### Excerpts from point annotation data
——————————

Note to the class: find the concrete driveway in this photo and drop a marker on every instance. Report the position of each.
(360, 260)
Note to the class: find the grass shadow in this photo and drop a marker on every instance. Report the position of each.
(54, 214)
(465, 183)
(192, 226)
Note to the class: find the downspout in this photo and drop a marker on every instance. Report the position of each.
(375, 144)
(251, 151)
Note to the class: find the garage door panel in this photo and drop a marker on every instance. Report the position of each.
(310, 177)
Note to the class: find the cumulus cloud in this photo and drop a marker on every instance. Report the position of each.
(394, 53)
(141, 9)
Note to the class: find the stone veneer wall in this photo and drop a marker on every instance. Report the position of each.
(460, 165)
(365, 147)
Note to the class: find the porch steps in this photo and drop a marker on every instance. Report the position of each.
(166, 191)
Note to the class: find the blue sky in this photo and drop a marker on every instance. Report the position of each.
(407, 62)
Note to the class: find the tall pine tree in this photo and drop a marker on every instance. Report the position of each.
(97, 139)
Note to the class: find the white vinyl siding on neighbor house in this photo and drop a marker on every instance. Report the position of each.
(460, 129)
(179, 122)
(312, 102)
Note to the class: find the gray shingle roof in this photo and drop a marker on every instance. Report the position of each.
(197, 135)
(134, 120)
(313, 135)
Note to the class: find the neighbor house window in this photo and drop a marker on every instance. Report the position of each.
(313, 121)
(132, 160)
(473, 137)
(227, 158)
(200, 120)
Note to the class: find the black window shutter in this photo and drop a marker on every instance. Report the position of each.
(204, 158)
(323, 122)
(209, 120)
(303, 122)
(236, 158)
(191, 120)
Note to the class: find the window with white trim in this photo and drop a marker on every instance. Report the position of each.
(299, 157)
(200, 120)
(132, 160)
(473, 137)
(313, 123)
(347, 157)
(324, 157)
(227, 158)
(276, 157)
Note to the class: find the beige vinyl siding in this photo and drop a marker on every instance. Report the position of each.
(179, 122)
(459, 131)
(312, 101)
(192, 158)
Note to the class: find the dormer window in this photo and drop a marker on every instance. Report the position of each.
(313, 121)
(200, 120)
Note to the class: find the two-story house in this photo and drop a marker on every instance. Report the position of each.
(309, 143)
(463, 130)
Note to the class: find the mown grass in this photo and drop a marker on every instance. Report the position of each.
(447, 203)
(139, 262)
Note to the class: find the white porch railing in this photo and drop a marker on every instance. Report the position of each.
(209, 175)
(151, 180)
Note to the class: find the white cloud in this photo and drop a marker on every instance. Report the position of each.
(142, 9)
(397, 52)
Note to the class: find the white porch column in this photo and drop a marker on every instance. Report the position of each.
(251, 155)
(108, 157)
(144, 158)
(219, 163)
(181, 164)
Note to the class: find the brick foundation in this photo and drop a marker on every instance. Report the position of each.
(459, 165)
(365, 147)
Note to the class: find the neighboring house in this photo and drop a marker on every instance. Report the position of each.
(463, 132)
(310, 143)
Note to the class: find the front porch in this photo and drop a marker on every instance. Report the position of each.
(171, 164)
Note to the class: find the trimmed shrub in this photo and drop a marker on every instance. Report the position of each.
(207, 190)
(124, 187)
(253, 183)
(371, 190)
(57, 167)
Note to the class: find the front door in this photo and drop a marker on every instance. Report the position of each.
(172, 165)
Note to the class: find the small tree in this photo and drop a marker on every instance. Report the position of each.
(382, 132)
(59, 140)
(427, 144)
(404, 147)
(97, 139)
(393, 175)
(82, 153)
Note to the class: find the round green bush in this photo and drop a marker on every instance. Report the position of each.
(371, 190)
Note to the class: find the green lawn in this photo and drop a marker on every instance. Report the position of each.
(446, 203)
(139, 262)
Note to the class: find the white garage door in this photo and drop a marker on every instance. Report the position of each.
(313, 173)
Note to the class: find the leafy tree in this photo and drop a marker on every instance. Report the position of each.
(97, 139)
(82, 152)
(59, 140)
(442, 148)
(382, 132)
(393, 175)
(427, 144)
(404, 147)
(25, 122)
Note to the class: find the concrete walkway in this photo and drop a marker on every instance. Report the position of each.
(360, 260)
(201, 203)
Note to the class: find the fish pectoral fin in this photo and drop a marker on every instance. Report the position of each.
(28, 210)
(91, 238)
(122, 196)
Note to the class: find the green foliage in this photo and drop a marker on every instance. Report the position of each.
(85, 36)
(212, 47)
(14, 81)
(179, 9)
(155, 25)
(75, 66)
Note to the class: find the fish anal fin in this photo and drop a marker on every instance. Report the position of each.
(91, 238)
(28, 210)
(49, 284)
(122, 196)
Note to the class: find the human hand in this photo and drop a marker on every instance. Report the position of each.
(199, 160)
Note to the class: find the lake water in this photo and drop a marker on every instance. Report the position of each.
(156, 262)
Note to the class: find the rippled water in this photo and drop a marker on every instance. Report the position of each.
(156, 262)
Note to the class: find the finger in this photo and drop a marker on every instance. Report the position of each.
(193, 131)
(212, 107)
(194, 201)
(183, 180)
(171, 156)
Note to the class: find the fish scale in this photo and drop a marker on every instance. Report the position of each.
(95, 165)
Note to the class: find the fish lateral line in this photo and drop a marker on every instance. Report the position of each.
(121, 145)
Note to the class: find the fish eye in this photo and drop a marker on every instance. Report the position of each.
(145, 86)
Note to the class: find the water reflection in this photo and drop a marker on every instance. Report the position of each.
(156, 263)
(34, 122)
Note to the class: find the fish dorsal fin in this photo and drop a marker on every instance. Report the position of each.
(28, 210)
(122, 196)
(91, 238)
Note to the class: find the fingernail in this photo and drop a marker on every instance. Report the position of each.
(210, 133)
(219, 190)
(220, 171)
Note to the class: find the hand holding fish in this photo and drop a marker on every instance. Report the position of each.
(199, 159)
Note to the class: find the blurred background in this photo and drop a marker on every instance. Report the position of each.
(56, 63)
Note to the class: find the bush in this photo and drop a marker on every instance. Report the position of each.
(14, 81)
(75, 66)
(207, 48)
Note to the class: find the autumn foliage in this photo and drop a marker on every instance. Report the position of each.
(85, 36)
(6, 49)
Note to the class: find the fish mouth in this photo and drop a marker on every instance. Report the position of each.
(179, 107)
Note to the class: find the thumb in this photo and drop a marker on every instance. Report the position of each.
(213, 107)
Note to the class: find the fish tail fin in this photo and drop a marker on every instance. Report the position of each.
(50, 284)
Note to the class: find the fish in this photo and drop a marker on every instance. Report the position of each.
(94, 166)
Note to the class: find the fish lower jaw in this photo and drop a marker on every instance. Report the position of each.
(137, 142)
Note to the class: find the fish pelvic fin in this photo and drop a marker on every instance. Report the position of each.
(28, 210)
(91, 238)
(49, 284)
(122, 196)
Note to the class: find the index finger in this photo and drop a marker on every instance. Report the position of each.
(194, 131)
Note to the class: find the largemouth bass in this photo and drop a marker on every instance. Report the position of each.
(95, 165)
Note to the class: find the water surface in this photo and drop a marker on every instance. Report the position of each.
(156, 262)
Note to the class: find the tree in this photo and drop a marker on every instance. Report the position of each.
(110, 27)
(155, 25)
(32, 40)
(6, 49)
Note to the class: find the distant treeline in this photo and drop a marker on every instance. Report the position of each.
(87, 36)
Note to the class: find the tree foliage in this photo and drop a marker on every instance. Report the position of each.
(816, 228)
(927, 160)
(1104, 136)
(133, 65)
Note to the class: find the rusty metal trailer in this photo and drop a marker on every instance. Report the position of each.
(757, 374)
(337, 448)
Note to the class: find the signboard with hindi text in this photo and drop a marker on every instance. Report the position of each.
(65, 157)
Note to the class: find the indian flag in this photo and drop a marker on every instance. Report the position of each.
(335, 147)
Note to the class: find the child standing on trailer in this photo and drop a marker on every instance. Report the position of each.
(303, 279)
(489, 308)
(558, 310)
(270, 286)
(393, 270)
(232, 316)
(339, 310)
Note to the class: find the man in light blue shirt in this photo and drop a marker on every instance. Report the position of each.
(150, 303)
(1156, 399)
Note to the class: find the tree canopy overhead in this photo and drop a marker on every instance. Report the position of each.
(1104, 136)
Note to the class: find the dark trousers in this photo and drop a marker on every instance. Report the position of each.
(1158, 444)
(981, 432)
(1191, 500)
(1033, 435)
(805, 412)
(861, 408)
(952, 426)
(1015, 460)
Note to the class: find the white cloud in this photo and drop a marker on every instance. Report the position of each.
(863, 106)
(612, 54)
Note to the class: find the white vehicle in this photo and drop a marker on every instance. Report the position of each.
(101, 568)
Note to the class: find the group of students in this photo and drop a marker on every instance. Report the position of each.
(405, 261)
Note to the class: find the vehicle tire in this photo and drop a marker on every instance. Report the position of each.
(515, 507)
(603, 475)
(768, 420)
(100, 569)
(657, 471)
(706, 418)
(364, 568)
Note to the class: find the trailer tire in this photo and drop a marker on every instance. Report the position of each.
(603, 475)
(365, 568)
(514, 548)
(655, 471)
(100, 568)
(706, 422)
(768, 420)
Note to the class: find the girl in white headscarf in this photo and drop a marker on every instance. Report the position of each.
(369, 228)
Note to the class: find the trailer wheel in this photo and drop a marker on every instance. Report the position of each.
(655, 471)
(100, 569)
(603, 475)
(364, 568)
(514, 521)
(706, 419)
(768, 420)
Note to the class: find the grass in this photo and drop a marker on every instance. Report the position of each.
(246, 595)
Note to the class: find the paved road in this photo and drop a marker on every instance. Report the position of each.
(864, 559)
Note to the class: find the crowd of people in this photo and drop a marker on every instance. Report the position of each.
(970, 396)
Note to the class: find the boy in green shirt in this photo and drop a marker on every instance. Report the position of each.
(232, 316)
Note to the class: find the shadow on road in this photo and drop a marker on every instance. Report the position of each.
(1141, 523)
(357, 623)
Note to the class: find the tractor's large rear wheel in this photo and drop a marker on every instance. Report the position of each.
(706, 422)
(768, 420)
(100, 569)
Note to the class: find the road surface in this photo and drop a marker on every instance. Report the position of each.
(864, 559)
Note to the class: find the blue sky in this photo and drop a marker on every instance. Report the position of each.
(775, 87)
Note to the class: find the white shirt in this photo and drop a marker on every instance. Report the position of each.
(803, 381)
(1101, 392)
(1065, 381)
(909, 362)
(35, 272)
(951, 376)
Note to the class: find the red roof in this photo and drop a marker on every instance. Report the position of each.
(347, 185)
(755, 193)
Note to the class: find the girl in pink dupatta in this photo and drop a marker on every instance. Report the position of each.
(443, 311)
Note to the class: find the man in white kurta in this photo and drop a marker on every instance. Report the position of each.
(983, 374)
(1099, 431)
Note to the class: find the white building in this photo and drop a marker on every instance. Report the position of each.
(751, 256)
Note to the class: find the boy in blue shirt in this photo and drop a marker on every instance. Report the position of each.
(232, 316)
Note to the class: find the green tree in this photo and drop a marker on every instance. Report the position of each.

——————————

### Your goal
Reproduce the rows beginning with the line that contains "Note to the class: find the boy in blue" and continuing through the end of the rows, requests included, adding -32 to every coordinate value in the answers.

### Response
Note to the class: find the boy in blue shirt in this photo and drop a marker on every instance. Report the position of each.
(200, 284)
Note to the class: find the green tree in this photo and drop a marker on every instance. Report the position of each.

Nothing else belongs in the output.